▶ _The exercise_
Beginning at the line that contains "pin: crowd of" and ending at the last line of the entries, write out each line exactly; include nothing outside that span.

▶ _Entries supplied_
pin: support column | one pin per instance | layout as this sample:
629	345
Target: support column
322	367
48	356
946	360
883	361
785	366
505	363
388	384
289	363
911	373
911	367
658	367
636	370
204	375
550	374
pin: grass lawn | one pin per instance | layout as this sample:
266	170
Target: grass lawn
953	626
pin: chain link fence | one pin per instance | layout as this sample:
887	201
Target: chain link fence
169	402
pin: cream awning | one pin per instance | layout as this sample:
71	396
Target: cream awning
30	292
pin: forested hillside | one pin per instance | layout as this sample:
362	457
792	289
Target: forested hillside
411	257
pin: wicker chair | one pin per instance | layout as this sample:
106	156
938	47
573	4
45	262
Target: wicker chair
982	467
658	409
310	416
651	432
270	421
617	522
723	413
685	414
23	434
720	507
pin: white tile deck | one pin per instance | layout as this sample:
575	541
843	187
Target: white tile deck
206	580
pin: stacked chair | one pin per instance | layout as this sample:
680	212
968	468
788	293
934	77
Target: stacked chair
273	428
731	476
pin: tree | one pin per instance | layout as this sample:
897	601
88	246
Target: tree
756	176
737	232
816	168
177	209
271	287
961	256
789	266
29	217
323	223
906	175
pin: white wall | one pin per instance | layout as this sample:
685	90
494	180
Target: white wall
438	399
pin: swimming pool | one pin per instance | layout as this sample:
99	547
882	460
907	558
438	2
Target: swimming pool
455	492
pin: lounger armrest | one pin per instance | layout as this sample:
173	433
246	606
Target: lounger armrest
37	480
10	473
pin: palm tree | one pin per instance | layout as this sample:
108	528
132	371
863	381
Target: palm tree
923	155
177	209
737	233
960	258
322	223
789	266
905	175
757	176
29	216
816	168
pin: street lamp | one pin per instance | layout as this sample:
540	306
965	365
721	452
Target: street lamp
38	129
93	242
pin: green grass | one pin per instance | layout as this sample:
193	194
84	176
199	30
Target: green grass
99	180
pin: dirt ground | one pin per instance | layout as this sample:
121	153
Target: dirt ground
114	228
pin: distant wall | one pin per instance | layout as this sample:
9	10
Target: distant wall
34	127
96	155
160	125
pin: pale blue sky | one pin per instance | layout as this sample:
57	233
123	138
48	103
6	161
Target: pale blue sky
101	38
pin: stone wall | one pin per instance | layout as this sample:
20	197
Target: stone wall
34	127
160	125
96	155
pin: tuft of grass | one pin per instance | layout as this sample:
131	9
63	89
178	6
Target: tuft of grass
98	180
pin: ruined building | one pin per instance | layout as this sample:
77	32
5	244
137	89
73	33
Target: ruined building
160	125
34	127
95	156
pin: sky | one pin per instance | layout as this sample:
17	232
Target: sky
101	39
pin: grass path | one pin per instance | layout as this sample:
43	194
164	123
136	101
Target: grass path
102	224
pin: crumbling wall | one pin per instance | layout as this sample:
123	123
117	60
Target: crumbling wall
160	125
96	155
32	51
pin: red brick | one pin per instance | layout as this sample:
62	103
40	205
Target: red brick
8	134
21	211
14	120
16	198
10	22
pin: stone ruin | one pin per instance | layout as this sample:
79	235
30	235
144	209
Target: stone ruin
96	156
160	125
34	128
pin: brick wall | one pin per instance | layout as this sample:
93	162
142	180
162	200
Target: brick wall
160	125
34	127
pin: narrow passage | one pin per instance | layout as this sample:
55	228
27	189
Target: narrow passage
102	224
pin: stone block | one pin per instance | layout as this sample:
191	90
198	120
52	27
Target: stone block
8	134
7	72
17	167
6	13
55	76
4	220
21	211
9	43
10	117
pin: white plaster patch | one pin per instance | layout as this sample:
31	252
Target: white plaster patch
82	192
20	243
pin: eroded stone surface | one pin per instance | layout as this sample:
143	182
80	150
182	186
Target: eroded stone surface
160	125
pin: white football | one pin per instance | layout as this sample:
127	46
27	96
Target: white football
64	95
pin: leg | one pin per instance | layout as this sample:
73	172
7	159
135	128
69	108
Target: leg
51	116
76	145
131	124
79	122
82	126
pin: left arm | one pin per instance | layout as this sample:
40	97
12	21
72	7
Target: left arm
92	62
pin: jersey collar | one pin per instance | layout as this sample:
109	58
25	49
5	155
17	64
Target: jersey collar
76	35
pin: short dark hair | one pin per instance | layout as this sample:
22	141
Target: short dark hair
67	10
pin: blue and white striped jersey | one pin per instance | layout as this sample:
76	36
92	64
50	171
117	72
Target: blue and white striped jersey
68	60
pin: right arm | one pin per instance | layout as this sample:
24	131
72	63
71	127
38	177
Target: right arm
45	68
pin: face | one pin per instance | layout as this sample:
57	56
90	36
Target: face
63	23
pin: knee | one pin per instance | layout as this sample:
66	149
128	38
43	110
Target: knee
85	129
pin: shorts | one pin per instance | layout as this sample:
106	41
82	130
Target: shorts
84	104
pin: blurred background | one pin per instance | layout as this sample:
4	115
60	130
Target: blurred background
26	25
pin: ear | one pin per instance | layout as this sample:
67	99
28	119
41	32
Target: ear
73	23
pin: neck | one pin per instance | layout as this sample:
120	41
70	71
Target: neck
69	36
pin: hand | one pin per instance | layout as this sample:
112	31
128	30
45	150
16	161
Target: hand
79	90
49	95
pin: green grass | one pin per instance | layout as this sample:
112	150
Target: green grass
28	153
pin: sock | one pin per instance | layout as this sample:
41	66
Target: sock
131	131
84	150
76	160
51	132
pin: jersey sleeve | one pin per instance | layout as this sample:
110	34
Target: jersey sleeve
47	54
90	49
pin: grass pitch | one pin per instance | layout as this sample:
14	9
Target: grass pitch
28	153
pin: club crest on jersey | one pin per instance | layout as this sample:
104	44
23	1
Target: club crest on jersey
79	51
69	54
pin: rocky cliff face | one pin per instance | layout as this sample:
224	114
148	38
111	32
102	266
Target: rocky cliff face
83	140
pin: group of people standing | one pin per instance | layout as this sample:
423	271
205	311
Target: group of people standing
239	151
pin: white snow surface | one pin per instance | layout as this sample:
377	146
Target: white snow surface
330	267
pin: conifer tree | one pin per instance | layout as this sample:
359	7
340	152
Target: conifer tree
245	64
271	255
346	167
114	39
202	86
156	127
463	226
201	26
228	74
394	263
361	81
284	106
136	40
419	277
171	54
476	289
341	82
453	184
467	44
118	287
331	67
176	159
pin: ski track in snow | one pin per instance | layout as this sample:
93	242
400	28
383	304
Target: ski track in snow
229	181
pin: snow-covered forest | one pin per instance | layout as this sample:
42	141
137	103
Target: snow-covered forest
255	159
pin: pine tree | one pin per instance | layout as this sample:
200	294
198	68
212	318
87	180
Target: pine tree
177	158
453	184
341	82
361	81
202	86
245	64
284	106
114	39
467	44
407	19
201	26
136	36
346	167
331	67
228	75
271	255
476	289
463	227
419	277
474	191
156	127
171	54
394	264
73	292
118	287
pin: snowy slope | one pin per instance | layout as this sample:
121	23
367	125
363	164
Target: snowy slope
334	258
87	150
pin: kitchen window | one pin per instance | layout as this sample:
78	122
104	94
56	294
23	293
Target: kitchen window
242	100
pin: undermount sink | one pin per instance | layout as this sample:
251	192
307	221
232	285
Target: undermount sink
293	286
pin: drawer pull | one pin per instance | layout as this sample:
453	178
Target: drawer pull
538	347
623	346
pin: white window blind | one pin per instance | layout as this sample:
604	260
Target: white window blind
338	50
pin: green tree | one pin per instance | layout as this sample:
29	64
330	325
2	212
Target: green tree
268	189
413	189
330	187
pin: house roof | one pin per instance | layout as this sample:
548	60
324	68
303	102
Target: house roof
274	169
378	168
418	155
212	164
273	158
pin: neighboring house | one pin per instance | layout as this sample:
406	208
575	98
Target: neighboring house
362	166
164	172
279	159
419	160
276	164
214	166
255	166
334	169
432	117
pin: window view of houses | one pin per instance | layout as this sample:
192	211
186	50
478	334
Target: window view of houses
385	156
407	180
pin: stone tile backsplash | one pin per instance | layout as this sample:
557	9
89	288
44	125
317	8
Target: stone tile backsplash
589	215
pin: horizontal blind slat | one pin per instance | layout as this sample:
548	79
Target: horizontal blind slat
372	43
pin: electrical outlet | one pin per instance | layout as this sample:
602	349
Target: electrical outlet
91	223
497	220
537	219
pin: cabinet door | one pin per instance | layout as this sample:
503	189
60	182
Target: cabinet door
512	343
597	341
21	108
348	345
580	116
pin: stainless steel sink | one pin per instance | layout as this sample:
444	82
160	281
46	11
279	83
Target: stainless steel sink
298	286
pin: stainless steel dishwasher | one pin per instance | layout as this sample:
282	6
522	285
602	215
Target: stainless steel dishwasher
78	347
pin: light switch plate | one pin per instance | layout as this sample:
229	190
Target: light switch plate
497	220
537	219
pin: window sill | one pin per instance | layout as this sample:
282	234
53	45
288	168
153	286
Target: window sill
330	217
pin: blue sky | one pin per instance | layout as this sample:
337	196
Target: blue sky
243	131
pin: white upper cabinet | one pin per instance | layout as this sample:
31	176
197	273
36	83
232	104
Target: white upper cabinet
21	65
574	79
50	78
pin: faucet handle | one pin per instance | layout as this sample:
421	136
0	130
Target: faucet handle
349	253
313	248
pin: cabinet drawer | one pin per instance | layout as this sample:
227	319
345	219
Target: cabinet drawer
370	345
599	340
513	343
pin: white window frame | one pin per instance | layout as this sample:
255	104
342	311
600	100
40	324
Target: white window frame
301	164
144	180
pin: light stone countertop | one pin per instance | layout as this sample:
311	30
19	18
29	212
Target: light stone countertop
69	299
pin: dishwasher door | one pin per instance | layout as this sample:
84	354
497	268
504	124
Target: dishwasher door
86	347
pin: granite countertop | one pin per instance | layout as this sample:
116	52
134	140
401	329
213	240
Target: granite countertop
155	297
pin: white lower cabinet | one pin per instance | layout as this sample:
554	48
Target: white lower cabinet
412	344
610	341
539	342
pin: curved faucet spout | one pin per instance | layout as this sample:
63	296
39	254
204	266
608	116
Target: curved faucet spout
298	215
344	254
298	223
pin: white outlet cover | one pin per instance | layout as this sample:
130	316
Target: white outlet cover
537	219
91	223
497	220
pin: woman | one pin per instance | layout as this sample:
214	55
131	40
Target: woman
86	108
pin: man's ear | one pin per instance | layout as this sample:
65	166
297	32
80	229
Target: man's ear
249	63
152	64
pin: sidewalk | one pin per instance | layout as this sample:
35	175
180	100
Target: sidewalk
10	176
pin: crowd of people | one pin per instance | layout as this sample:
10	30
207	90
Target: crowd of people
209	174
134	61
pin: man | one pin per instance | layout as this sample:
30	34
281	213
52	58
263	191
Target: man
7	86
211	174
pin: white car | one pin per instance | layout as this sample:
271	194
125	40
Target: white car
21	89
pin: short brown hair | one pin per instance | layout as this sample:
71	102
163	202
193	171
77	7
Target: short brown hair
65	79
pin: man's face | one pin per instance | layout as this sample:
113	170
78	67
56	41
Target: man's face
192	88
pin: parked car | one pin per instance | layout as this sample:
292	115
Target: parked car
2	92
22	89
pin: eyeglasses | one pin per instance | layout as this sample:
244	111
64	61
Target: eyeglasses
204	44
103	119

▶ _Worked solution_
pin: crowd of people | one pin per instance | layout as this sample:
10	30
207	90
Target: crowd of people
209	174
134	61
pin: man | one pin per instance | layout as this sample:
30	34
281	213
52	58
263	191
Target: man
7	86
211	174
pin: white car | one pin per instance | layout as this sample:
271	194
125	40
Target: white car
21	89
pin: short brown hair | one pin per instance | layout as this sample:
71	102
163	202
193	171
77	7
Target: short brown hair
65	79
pin: man's face | one pin per instance | layout as this sample:
113	170
78	67
56	41
Target: man's face
192	88
pin: parked car | one pin per instance | layout as this sample:
292	115
Target: parked car
2	92
22	89
pin: eyeglasses | one pin per instance | layout as this sample:
244	111
64	61
Target: eyeglasses
204	44
103	119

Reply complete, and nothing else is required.